*** Opening of GIVEN DATA ***
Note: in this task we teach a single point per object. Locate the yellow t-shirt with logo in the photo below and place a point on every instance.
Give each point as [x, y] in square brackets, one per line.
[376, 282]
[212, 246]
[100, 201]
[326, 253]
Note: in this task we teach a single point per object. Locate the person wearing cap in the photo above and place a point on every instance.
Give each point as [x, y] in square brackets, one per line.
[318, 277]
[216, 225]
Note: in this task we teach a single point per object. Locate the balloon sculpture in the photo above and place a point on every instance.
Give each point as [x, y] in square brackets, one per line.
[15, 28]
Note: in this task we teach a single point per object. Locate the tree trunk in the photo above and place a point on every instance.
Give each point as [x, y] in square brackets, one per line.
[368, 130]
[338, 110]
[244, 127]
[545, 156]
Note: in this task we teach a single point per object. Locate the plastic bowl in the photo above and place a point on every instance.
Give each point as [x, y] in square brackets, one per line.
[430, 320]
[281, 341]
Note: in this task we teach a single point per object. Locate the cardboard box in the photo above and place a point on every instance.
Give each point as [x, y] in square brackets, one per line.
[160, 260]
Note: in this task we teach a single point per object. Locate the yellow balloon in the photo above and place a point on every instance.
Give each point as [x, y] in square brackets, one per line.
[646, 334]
*** Close of GIVEN DATA ***
*** Opening of GIVEN DATA ***
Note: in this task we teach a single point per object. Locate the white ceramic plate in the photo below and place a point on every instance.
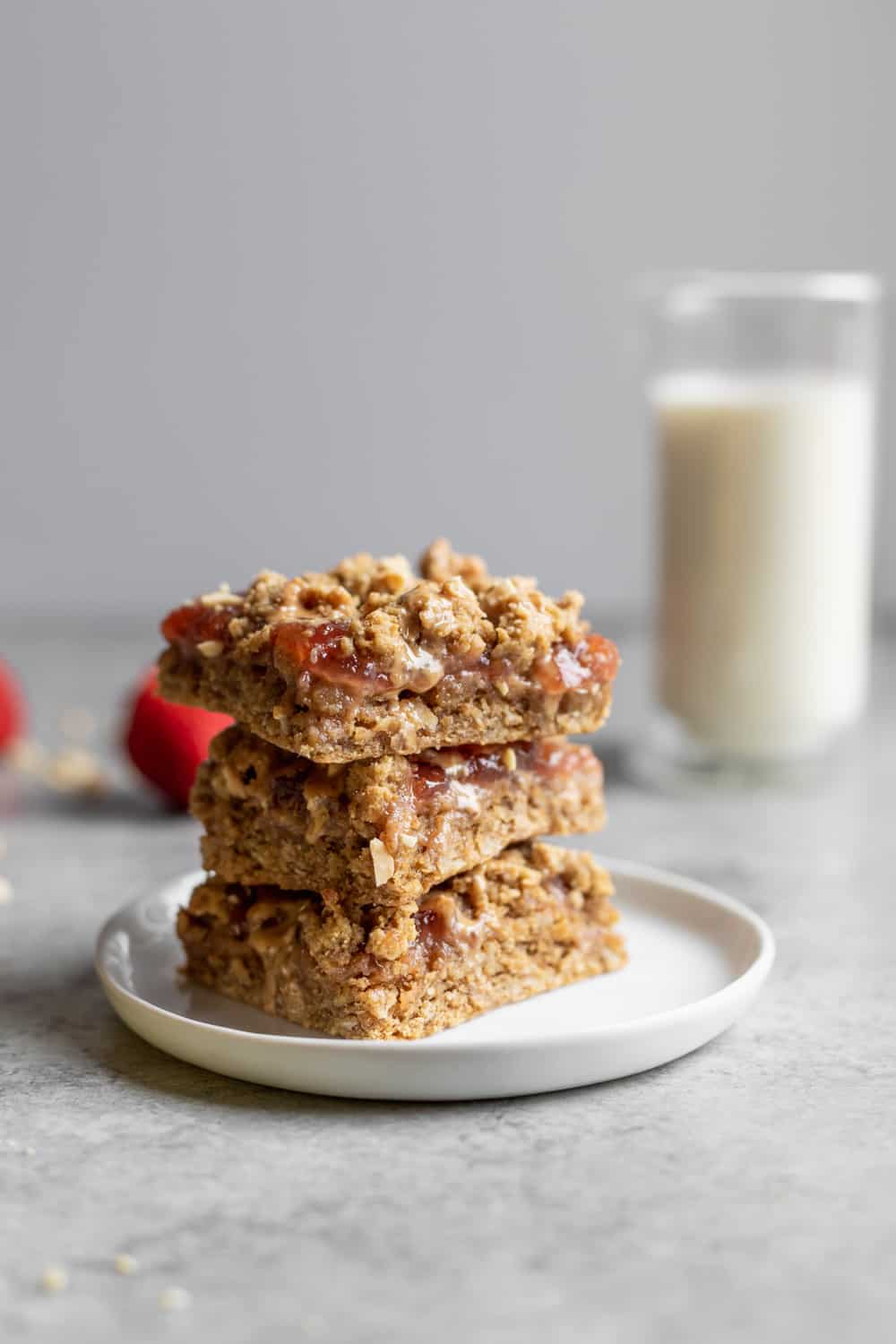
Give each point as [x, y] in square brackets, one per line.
*** Close of GIVEN DATA ***
_EXERCISE_: Show all lines above holding "yellow".

_REPLY_:
Note: in this task we teach a single point per object. Locate the yellow t-shirt with logo in the photo below and place a point on every instance.
Note: in this task we teach a single point per object. Locate the yellow balloon in the photo above and place a point on every instance.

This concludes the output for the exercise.